Challenge 1 →
Rewrite the Payton v. New York text from "Payton and related" to "States v. Watson.", putting "vehicles" in place of "automobiles".

Excerpted text →
-- -- --
Payton v. New York, 445 U.S. 573 (1980), was a United States Supreme Court case concerning warrantless entry into a private home in order to make a felony arrest. The Court struck down a New York statute providing for such warrantless entries because the Fourth Amendment draws a firm line at the entrance to the house. Absent exigent circumstances, that threshold may not be reasonably crossed without a warrant. The court, however, did specify that an arrest warrant (as opposed to a search warrant) would have sufficed for entry into the suspect's residence if there had been reason to believe that the suspect was within the home.

Payton and related case law establish that the principle that a person in a home, particularly his or her own, is entitled Fourth Amendment protections not afforded to persons in automobiles, as per Whren v. United States, or to persons in public, as per United States v. Watson.
-- -- --
Given entries →
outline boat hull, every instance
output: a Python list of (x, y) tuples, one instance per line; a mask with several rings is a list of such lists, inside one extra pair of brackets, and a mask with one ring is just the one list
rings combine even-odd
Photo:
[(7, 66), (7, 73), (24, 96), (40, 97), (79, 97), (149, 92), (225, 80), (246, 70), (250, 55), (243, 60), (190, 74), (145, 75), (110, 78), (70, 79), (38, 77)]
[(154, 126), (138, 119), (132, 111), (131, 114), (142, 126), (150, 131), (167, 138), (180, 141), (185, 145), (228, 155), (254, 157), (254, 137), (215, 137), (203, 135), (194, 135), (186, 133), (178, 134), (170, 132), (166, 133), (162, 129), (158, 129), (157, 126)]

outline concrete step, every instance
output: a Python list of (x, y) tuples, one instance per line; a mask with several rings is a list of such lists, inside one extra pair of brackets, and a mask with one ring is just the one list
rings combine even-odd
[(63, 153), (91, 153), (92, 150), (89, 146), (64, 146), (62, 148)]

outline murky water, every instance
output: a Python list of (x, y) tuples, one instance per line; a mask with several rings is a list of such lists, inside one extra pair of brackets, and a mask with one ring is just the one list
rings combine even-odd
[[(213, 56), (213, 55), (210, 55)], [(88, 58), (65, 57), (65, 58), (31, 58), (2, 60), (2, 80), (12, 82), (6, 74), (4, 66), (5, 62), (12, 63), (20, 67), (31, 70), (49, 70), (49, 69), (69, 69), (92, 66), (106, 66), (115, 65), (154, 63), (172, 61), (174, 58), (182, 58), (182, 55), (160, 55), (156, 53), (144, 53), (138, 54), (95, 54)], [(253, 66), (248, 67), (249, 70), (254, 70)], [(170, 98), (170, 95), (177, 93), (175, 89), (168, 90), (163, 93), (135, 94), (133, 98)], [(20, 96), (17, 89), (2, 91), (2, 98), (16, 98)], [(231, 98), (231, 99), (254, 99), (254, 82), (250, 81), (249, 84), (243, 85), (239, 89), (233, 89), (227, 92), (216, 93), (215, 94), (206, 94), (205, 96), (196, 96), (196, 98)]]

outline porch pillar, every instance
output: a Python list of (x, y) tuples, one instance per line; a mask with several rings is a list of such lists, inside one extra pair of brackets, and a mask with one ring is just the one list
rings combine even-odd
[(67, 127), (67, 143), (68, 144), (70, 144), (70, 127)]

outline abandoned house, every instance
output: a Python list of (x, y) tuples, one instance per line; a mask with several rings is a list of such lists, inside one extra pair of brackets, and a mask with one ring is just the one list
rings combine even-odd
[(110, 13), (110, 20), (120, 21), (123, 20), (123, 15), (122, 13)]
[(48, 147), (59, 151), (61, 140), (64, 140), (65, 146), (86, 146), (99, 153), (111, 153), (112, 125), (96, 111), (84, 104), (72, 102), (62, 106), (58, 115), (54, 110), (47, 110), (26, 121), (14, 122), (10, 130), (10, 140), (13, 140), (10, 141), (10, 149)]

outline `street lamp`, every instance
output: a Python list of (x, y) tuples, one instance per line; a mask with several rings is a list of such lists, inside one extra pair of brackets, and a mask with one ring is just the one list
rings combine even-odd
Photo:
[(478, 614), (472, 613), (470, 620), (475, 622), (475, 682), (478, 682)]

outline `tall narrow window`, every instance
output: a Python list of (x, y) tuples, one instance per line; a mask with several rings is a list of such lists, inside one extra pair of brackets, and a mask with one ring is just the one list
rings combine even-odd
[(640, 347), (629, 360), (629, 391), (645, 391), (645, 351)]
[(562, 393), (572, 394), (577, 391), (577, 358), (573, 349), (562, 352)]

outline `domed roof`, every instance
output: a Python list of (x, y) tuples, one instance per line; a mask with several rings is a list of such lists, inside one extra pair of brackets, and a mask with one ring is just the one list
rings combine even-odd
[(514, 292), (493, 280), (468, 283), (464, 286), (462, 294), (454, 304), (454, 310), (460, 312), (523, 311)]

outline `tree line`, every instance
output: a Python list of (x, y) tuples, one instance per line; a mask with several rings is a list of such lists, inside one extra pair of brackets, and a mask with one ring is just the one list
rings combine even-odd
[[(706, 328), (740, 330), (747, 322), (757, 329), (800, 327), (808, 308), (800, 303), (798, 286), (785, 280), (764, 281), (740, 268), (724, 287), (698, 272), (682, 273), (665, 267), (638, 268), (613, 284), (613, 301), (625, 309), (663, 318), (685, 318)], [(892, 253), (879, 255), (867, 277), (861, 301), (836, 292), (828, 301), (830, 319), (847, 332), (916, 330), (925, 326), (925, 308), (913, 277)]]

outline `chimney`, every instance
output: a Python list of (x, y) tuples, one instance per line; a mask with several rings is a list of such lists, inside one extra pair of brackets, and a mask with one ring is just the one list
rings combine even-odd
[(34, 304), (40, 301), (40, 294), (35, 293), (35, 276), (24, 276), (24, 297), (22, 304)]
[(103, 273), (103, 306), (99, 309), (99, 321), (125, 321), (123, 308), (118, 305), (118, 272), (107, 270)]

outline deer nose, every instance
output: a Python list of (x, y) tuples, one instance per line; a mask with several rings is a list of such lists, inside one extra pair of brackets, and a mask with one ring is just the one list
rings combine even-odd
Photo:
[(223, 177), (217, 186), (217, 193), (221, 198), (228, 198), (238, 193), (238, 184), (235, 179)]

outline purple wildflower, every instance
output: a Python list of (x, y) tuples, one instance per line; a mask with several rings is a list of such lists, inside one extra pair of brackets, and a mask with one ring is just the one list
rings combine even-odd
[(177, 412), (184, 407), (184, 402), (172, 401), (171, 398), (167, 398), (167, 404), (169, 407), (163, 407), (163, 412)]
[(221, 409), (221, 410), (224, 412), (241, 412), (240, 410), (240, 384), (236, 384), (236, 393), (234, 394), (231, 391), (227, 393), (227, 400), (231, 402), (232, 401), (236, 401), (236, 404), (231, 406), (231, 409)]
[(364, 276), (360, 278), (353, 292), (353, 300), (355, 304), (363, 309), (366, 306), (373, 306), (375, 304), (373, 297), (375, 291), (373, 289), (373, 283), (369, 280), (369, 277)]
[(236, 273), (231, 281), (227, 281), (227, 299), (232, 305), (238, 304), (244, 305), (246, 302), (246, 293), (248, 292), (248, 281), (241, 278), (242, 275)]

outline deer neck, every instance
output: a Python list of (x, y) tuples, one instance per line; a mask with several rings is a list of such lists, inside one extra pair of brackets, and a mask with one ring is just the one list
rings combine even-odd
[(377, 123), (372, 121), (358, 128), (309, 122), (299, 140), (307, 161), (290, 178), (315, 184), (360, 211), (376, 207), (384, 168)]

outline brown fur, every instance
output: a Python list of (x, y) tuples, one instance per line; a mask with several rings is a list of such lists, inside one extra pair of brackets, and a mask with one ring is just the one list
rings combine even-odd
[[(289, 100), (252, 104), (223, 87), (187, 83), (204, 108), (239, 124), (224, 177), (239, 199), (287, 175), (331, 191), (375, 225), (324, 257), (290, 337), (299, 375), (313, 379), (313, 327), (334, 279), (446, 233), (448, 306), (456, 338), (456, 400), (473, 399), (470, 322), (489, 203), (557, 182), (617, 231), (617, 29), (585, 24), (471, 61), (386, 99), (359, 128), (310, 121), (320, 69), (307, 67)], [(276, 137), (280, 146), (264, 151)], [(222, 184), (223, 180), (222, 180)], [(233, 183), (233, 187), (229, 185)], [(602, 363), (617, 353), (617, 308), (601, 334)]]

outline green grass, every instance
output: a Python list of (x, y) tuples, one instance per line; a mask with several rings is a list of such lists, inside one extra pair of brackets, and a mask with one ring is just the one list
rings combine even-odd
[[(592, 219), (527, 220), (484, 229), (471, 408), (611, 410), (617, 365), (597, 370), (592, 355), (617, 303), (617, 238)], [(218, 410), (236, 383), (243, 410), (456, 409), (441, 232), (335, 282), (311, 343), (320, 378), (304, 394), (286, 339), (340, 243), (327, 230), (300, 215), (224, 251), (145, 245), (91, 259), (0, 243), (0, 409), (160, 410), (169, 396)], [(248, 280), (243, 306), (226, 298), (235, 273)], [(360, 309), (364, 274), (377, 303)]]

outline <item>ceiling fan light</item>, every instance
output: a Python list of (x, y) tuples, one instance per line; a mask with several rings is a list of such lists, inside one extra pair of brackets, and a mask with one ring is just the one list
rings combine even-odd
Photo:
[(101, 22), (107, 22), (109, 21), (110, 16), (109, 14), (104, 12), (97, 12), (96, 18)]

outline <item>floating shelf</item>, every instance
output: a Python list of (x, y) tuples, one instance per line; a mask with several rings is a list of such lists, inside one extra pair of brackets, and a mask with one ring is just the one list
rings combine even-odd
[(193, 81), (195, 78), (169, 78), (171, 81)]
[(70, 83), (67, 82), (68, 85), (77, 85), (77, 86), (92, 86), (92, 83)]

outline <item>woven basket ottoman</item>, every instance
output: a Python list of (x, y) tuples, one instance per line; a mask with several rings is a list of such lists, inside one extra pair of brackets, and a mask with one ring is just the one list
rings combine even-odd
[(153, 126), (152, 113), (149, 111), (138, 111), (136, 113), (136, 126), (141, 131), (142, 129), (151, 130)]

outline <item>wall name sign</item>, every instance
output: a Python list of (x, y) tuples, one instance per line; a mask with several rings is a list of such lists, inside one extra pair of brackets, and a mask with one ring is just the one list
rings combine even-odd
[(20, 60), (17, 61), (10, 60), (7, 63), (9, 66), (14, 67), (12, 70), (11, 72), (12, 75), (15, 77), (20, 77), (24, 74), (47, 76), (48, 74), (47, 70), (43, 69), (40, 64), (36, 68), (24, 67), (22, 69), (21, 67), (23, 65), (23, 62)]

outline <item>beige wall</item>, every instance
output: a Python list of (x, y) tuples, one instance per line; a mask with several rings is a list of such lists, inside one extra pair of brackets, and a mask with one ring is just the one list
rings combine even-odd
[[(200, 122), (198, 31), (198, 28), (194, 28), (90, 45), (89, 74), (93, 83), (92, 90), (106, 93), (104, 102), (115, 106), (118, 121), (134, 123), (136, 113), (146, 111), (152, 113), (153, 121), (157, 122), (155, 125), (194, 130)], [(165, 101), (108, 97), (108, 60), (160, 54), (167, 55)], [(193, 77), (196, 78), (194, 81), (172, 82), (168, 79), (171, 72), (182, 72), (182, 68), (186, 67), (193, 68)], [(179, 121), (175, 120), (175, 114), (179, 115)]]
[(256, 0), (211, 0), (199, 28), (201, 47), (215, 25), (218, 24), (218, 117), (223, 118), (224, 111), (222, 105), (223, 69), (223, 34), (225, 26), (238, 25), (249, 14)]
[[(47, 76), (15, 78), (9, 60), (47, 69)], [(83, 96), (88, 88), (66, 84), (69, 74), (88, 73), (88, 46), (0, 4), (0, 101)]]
-- -- --
Challenge 2 →
Format the rows above, from their first line to the line with "79), (38, 77)]", as a two-column CSV with the headers "input" and "output". Give one CSV line per row, with the row's text in one quoted field and its answer in the other, and turn every line break into a space.

Task response 1 →
Payton and related case law establish that the principle that a person in a home, particularly his or her own, is entitled Fourth Amendment protections not afforded to persons in vehicles, as per Whren v. United States, or to persons in public, as per United States v. Watson.

Task response 2 →
input,output
"outline boat hull, every instance output: a Python list of (x, y) tuples, one instance per line; a mask with several rings is a list of such lists, inside one extra pair of brackets, and a mask with one ring is just the one list rings combine even-odd Photo:","[(7, 66), (7, 73), (24, 96), (40, 97), (79, 97), (149, 92), (225, 80), (246, 70), (250, 55), (243, 60), (190, 74), (145, 75), (110, 78), (70, 79), (38, 77)]"